*** MATERIAL FOR THE TASK ***
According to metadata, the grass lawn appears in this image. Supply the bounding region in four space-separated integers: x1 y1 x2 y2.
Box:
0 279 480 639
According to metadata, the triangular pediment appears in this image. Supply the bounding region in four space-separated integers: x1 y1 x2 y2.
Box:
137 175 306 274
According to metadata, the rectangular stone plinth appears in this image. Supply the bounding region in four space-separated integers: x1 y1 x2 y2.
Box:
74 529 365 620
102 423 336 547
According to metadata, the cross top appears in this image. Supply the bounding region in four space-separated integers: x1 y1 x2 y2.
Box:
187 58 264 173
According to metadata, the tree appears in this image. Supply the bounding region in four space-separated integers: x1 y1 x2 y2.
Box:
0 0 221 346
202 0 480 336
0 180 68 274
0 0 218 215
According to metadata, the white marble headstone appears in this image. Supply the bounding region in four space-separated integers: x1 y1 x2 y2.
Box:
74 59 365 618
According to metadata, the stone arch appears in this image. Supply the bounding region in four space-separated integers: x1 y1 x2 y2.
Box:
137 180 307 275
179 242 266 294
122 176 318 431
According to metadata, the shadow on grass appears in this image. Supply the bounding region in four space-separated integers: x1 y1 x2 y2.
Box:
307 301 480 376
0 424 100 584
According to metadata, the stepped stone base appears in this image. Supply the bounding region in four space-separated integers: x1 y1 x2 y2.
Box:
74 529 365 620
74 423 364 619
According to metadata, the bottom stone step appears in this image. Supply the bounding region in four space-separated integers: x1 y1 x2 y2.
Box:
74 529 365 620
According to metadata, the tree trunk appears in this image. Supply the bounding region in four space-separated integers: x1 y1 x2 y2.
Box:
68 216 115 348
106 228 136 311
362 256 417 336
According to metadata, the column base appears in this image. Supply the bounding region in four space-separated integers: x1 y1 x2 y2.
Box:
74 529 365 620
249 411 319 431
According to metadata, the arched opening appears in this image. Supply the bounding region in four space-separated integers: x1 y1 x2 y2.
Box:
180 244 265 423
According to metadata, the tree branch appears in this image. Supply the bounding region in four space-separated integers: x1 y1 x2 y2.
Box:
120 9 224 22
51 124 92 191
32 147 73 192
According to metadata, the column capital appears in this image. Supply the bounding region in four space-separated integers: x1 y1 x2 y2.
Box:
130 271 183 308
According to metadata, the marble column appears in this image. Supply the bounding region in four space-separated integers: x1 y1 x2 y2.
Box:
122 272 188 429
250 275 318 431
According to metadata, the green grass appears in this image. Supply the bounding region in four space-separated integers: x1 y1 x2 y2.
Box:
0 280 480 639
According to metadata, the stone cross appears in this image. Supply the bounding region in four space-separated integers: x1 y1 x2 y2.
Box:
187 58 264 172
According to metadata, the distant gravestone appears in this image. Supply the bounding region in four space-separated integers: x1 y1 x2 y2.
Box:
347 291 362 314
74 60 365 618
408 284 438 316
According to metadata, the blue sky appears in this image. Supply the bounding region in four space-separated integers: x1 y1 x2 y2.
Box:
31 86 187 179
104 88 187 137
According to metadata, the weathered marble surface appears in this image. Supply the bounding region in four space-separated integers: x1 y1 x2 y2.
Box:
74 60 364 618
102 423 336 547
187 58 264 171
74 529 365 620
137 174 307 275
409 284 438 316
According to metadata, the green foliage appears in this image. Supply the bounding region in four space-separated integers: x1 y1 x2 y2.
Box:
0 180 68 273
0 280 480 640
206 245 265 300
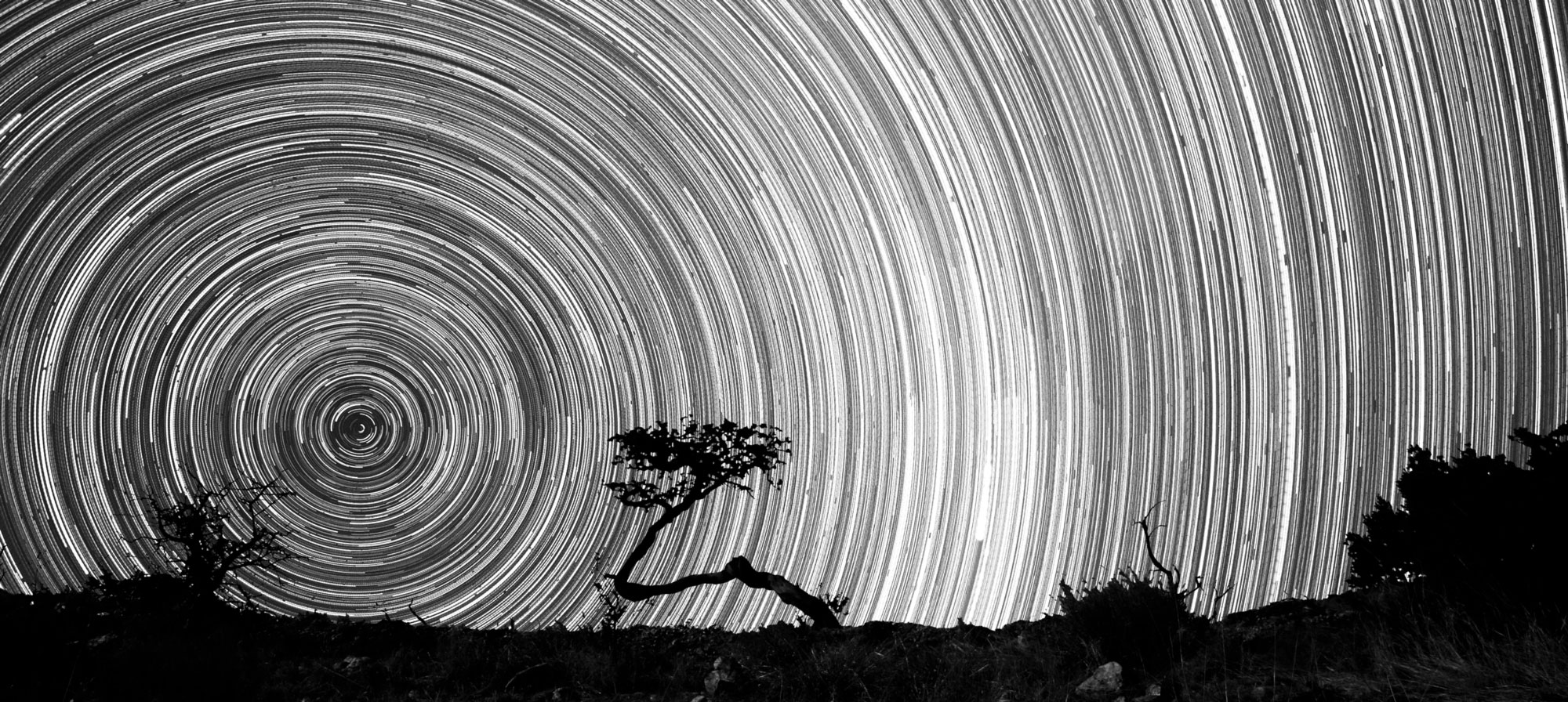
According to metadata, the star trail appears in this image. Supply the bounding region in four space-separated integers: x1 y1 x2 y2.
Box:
0 0 1568 628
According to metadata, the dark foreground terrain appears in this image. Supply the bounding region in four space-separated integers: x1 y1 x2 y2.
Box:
0 578 1568 702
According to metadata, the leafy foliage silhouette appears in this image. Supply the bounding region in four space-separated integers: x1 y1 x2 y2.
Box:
1344 423 1568 603
605 417 839 628
1057 514 1229 674
132 479 298 595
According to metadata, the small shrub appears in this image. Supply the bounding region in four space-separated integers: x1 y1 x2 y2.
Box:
1057 509 1229 674
1058 570 1210 672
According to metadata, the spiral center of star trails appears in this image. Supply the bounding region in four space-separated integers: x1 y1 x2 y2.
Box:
0 0 1568 628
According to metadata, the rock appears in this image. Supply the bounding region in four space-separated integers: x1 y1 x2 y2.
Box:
702 657 740 702
1073 661 1121 700
332 655 370 675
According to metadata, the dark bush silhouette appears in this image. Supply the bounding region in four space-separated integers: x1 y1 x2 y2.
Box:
1057 516 1228 674
133 479 298 595
1345 423 1568 603
605 417 839 628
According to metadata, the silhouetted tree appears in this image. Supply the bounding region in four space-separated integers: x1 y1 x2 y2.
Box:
135 479 298 595
605 417 839 627
1345 423 1568 600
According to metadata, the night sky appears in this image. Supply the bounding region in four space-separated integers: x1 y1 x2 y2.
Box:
0 0 1568 627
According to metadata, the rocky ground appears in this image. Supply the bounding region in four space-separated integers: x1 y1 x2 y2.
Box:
0 577 1568 702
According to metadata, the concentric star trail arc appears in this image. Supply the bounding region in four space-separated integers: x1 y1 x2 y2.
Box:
0 0 1568 628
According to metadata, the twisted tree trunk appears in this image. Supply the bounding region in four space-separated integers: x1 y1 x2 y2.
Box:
612 500 840 628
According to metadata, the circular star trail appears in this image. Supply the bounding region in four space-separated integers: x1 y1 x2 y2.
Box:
0 0 1568 627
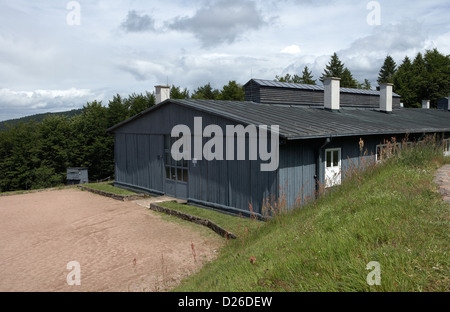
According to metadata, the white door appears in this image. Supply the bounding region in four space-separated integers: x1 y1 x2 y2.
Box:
325 148 341 187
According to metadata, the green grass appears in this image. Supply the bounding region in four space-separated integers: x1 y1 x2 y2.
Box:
159 202 264 236
175 140 450 292
83 183 136 195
***
PROBLEM TO SOLVE | Reproduce the entries from the line containing "According to metadata, the dark foreground" through the line containing "1345 423 1568 600", changing "bush" to "hedge" and leaving everything else the same.

RESULT OF THE TASK |
According to metadata, the dark foreground terrain appears in this image. Supply the bounding region in four space-separated integers: x1 y1 x2 y2.
Box:
0 578 1568 702
According to metadata, the leafy foliage silhouette appears in this image. Supply the bounding region in four space-separated integers: x1 y1 x2 y2.
Box:
1344 423 1568 603
605 417 839 628
1057 514 1229 674
132 479 298 595
According to metadata, the small shrub appears in this image. Supply the bounding region in four space-separated integers: x1 y1 x2 y2.
Box:
1057 509 1229 674
1058 570 1210 672
According to metadata, the spiral center of star trails appears in this image. Supply the bounding region in four space-separated integers: x1 y1 x2 y2.
Box:
0 0 1568 628
According to metadata, the rock appears in this image. Supply the bounding region in four space-separated integers: x1 y1 x2 y2.
Box:
702 657 740 702
1073 661 1121 700
332 655 370 675
According to metadata, the dark hedge silhouette appears in this image. Supply the bounding region in four space-separated integers: x1 y1 x2 y2.
Box:
1057 516 1228 674
133 479 298 595
1345 423 1568 603
605 417 839 628
According to metadata, the silhouetted tree appears in this image. Supply the bounding region in four space-separated integers: x1 y1 x2 y2.
Box:
135 479 298 595
605 417 839 627
1345 423 1568 600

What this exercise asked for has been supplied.